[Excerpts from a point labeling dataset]
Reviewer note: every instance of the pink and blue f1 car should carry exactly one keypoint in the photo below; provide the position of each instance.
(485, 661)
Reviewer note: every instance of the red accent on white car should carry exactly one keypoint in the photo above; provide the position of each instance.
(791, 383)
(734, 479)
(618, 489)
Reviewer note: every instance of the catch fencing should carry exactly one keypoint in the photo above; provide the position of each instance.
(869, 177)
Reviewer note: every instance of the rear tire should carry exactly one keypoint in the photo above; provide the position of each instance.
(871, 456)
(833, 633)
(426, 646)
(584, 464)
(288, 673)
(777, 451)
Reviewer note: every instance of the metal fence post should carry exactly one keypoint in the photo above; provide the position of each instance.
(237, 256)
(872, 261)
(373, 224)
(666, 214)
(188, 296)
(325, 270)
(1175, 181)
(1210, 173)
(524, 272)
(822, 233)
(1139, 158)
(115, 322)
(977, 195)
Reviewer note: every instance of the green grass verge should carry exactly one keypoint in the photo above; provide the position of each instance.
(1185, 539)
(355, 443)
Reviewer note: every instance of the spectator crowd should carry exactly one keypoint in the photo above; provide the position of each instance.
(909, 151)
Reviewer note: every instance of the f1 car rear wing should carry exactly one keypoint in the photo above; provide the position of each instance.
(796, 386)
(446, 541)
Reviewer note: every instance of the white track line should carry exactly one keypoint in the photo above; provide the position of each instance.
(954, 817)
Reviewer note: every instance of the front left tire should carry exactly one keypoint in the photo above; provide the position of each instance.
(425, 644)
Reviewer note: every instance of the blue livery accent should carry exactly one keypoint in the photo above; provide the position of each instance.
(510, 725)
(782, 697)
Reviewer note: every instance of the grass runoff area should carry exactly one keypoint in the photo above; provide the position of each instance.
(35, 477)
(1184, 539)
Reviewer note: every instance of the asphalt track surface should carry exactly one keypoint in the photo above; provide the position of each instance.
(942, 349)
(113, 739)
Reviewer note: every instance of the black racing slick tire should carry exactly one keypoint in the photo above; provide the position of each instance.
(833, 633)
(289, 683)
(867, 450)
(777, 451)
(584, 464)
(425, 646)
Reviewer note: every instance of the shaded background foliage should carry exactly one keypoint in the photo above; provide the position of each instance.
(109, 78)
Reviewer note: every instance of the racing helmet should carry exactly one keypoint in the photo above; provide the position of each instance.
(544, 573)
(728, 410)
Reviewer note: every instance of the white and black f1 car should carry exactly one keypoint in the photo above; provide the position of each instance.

● Directive
Copy out the lines from the one holding "Reviewer note: every instance of the black" through the final line, inclusive, and leave every one of them unchanged.

● Result
Reviewer note: every instance of the black racing slick tire should carry exactly one keypoint in the photo above; provide the position of each instance.
(833, 633)
(289, 683)
(867, 450)
(777, 451)
(584, 464)
(425, 646)
Reviewer note: every instance of the shaded background foliage should carry exactly one keypoint in the photo above; provide the position of each instance.
(109, 78)
Reviewer note: every instance of the racing helmet should carry exactly one keypoint in the photo above; provide the position of each instance.
(544, 573)
(728, 410)
Reviewer note: every instance of the white and black f1 car should carry exactly one keypoint in the photo above; provide the position of each instance.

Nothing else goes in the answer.